**Exercise**. The answer must be the lines from the one containing "find the rocky shoreline" through the last line of the data below, copied exactly, with nothing else.

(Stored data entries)
--- START ---
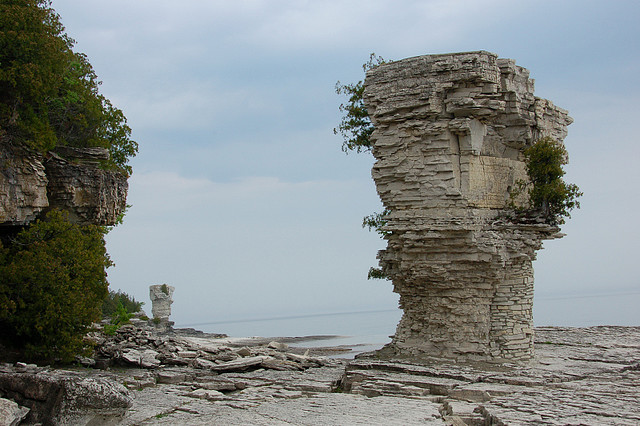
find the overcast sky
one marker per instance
(241, 197)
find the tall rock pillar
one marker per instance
(449, 136)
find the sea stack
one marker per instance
(450, 131)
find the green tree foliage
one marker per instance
(548, 194)
(355, 126)
(356, 129)
(376, 221)
(52, 285)
(48, 93)
(116, 298)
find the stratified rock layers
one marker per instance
(449, 136)
(69, 179)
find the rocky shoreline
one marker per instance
(579, 376)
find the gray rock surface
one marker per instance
(578, 376)
(71, 180)
(161, 299)
(11, 414)
(23, 185)
(449, 136)
(60, 397)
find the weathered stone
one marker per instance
(31, 184)
(91, 194)
(23, 185)
(11, 414)
(449, 136)
(64, 398)
(161, 300)
(278, 346)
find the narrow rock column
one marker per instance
(450, 131)
(161, 300)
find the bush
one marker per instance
(49, 94)
(52, 284)
(548, 194)
(115, 298)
--- END ---
**Task answer**.
find the rocky shoreline
one marker per instance
(579, 376)
find the gray rock surface
one marker per instance
(578, 376)
(71, 180)
(161, 299)
(11, 414)
(23, 185)
(449, 136)
(60, 397)
find the weathered stone
one marker per instance
(31, 184)
(91, 194)
(23, 185)
(11, 414)
(449, 136)
(64, 398)
(161, 300)
(278, 346)
find the narrow rock column
one marker per instance
(450, 131)
(161, 300)
find the bush
one marker per instance
(49, 94)
(52, 284)
(548, 194)
(115, 298)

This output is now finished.